TASKS TO COMPLETE
a) Translate this sentence from the platy compatibility thread into Spanish: "I have 5 platies with my 3 ghost shrimps."
b) Answer these questions using the platy compatibility thread:
(i) What size is the tank that P.senegalus wants to stock with platies?
(ii) What is Momma_Wolf unsure about?
(iii) How many ghost shrimps does giants1249er keep with platies?
c) Proceed with the forum thread on keeping platies with shrimp, starting where it ends.

TEXT EXCERPT
# Platy Compatibility



## P.senegalus (Aug 18, 2011)

I want to get some platies for my 30g I have. I also want to get some shrimp too, but could I keep platies with them?


----------



## Momma_Wolf (Oct 19, 2011)

they should be ok......if they have fry though idk if the fry will be ok .....hmmm i might have to do some research


----------



## P.senegalus (Aug 18, 2011)

Thanks, I guess it wouldn't hurt to try it


----------



## giants1249er (Aug 3, 2011)

P.senegalus said:


> Thanks, I guess it wouldn't hurt to try it


Yes you can. I have 5 platies with my 3 ghost shrimps.


----------



## bmlbytes (Aug 1, 2009)

RAW DATA
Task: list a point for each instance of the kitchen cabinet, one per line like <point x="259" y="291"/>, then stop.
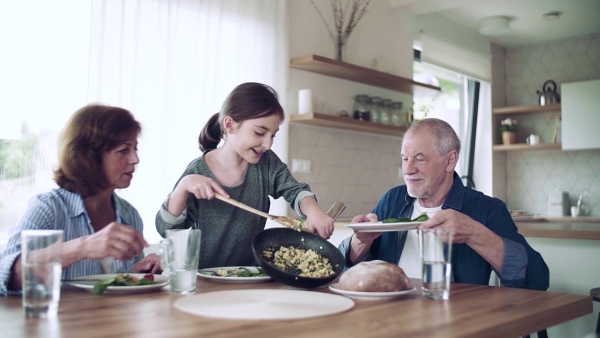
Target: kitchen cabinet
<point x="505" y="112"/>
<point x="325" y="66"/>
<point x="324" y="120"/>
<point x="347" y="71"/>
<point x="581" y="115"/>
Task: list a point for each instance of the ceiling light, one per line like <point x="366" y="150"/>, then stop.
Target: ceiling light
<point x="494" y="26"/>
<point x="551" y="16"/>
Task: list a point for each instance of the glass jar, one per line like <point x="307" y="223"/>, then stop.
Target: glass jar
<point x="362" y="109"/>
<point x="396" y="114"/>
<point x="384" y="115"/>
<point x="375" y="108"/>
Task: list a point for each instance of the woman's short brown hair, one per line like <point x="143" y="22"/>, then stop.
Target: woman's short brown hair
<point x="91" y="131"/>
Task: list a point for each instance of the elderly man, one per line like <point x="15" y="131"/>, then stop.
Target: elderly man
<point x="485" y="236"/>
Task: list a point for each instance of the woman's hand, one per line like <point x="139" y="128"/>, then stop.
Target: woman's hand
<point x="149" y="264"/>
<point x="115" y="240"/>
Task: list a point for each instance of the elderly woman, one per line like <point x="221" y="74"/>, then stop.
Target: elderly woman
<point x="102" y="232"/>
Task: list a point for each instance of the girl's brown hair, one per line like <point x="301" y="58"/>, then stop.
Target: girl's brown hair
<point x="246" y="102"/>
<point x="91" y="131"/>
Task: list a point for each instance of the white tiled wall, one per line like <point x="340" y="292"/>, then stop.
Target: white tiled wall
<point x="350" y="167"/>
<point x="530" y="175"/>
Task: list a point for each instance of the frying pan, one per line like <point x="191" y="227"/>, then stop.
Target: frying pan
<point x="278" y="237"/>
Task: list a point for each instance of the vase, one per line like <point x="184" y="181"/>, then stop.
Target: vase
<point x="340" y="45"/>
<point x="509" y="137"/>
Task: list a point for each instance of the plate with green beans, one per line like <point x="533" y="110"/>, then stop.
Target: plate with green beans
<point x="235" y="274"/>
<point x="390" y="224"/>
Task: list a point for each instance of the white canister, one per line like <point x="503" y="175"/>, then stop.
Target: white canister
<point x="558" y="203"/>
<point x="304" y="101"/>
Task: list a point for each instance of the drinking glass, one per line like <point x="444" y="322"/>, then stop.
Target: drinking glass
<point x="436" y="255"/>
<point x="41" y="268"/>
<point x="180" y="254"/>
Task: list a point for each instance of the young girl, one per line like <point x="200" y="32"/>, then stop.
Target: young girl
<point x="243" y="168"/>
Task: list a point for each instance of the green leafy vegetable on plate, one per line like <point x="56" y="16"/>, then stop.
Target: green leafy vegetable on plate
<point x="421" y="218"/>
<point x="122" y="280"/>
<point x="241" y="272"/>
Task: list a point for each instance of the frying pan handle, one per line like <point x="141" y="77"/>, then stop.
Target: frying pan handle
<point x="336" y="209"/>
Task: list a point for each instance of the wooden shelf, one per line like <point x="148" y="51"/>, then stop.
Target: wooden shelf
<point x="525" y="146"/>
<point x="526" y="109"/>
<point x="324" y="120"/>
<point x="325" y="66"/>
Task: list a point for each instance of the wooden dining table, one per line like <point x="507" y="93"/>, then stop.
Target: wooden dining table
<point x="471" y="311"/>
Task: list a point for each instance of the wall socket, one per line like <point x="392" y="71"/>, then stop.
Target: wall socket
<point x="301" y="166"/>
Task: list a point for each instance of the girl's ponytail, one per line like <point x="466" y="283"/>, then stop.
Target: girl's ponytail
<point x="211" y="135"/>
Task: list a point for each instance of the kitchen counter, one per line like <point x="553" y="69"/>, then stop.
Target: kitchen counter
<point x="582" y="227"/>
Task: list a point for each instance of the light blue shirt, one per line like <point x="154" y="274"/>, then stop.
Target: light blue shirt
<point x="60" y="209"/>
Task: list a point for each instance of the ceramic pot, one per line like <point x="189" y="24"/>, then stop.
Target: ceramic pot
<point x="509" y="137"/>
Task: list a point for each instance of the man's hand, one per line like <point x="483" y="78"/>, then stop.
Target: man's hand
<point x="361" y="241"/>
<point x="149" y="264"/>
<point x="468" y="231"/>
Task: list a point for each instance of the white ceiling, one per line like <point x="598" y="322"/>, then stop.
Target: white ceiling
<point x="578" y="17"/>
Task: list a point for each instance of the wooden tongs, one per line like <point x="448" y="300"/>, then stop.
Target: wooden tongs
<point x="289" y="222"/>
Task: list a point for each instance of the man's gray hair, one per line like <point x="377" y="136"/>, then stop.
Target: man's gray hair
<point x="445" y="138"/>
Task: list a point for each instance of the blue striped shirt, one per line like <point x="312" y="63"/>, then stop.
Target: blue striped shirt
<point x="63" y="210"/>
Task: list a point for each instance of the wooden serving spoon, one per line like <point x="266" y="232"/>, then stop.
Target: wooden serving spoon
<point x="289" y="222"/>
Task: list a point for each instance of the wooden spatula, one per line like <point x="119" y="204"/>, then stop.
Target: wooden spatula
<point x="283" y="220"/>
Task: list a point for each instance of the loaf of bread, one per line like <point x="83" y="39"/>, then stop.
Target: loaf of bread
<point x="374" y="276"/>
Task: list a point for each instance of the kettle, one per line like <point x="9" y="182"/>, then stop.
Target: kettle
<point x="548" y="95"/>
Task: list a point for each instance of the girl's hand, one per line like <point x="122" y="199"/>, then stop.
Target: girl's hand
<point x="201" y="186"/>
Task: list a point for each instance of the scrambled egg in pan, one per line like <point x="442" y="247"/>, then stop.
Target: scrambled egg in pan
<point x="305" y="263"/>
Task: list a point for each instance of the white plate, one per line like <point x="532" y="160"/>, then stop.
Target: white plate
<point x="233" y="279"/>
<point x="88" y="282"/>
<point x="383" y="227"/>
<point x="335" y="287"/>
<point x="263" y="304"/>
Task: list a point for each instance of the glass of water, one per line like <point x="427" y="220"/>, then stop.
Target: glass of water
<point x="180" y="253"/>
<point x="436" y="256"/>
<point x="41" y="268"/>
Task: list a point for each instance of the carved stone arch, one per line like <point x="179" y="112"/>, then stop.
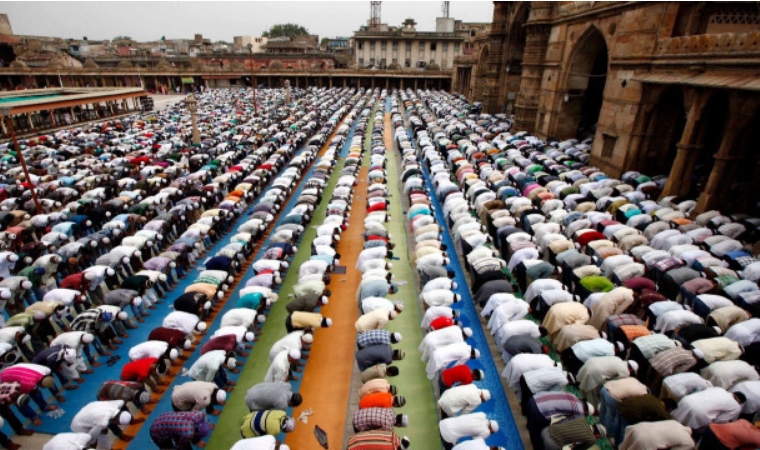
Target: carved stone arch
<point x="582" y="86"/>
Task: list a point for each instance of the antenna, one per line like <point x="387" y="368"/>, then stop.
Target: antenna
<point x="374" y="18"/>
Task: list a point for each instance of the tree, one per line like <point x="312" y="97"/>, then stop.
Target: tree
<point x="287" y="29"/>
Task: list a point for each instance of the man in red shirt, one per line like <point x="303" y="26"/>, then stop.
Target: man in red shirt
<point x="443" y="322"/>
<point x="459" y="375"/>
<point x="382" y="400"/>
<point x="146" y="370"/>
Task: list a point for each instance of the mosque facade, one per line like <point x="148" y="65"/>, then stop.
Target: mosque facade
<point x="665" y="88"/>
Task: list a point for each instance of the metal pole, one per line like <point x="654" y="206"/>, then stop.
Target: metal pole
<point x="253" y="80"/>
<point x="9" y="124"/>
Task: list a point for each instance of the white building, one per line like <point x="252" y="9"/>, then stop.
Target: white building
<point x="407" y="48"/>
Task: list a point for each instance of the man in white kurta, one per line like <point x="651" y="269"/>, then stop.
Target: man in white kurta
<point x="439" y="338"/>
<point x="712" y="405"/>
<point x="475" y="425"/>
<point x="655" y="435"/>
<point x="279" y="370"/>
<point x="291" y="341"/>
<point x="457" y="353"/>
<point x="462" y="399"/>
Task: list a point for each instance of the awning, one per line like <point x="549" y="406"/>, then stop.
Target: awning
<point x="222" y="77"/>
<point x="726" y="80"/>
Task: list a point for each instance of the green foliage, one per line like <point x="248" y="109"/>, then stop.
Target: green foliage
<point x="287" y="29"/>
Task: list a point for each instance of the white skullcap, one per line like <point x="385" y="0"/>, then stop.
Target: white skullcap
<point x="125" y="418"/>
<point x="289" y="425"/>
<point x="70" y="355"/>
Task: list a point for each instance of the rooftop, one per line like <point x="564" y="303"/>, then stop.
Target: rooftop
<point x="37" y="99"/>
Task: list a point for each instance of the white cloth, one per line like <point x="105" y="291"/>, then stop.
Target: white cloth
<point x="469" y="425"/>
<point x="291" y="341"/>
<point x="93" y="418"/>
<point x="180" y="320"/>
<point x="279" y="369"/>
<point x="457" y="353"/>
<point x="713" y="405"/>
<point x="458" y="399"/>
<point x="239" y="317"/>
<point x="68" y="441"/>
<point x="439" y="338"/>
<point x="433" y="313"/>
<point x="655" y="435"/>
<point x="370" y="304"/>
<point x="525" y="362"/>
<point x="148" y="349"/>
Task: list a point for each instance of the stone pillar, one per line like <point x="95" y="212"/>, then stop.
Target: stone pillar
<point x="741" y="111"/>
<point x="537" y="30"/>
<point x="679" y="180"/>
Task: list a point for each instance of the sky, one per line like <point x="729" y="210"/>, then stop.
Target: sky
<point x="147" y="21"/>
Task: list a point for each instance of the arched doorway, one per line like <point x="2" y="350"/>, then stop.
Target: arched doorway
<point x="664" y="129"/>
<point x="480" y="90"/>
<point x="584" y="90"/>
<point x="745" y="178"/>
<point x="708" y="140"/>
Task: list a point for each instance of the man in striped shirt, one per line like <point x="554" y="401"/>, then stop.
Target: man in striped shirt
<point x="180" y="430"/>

---

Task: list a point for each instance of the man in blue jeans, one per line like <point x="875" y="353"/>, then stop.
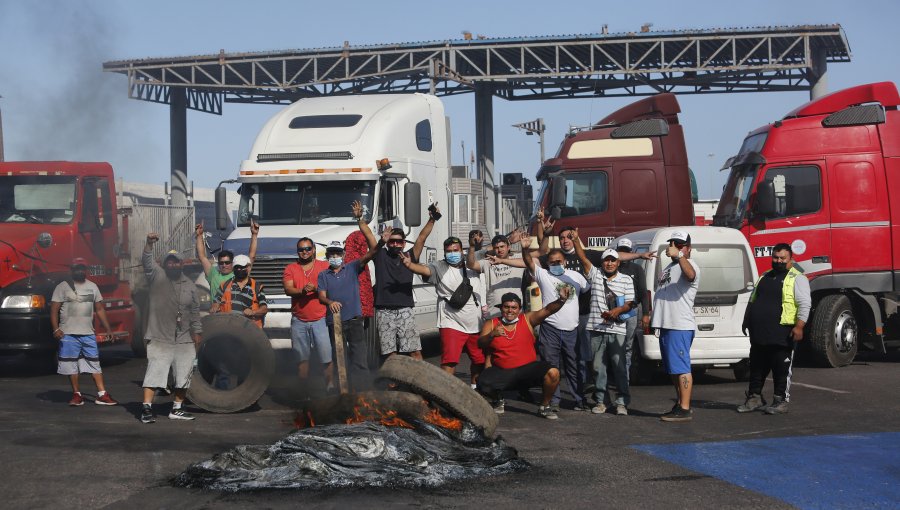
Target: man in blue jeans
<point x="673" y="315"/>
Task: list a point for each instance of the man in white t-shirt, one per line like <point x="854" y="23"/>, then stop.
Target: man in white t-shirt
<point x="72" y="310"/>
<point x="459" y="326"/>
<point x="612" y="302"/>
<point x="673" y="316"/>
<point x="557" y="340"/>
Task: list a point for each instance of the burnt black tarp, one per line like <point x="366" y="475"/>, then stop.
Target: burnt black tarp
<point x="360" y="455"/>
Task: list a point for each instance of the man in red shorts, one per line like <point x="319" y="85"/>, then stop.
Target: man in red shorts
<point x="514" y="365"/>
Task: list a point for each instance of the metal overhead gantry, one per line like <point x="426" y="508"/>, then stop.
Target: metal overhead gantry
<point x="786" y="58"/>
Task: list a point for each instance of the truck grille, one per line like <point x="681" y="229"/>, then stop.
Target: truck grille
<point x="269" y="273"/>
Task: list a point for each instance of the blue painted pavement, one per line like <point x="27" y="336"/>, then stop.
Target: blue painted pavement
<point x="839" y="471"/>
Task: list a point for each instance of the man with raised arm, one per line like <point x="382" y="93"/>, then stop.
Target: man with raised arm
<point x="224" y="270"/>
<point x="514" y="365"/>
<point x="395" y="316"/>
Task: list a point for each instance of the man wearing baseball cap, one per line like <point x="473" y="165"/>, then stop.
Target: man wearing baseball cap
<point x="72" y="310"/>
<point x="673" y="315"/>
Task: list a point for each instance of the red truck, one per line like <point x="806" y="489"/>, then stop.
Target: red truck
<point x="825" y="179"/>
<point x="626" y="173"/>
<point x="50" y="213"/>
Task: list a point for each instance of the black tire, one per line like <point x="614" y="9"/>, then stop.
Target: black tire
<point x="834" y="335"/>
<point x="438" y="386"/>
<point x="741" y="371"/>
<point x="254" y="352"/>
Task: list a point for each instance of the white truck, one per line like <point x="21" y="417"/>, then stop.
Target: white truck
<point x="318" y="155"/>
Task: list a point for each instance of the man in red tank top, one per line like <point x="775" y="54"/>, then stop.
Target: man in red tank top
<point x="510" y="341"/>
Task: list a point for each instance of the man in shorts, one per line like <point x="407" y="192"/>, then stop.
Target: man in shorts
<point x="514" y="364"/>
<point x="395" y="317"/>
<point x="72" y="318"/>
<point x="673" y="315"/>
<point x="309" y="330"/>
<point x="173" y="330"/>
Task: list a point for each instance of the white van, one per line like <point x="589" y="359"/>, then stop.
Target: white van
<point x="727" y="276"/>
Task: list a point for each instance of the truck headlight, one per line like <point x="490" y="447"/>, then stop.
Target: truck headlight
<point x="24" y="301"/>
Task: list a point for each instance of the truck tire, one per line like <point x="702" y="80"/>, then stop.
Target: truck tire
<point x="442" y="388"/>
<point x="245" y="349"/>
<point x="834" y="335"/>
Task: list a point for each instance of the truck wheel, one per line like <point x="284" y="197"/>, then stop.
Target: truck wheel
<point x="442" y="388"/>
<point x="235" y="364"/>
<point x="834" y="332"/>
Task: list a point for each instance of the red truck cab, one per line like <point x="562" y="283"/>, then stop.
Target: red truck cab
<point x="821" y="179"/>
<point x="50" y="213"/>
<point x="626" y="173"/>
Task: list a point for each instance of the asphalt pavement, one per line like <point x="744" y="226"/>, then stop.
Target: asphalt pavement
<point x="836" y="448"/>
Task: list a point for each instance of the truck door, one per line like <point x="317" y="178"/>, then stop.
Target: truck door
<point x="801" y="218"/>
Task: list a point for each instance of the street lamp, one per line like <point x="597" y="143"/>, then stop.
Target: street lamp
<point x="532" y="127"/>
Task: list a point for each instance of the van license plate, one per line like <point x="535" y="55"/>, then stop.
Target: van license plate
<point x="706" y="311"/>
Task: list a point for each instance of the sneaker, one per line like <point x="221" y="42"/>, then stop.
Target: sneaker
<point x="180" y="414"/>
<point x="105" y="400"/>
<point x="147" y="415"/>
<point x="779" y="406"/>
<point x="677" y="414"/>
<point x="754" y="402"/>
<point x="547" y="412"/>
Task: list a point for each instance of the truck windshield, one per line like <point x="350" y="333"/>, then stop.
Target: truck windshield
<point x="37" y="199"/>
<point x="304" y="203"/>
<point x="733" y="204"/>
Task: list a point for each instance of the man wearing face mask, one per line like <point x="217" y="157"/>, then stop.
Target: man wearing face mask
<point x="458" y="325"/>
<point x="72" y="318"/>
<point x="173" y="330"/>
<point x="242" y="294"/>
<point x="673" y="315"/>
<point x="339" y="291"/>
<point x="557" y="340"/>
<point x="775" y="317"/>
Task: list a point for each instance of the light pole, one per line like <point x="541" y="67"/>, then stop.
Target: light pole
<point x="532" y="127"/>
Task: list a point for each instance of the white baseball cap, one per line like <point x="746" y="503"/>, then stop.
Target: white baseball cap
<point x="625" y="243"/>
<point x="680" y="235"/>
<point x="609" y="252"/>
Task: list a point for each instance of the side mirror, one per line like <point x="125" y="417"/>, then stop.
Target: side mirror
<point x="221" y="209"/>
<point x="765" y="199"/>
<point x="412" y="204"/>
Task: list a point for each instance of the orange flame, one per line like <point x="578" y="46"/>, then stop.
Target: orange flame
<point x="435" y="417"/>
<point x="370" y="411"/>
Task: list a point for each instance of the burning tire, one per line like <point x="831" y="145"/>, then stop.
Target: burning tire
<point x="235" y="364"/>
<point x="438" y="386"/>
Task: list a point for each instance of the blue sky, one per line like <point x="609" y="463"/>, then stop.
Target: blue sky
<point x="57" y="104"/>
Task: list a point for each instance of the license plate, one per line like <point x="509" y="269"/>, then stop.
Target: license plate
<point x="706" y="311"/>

PER-TASK OUTPUTS
a) Tengo 5 platys con mis 3 camarones fantasma.

b)
(i) 30g
(ii) Whether the fry will be ok
(iii) 3

c)
Shrimp can sometimes be snacks for fish. Larger shrimps should be ok with pllaties, but the shrimp might try to eat the newborn fry. The platies will eat the baby shrimp for sure.


----------



## P.senegalus (Aug 18, 2011)

bmlbytes said:


> Shrimp can sometimes be snacks for fish. Larger shrimps should be ok with pllaties, but the shrimp might try to eat the newborn fry. The platies will eat the baby shrimp for sure.


I got the ghost shrimp today. I wanted some cherry shrimp but pet smart only have ghost.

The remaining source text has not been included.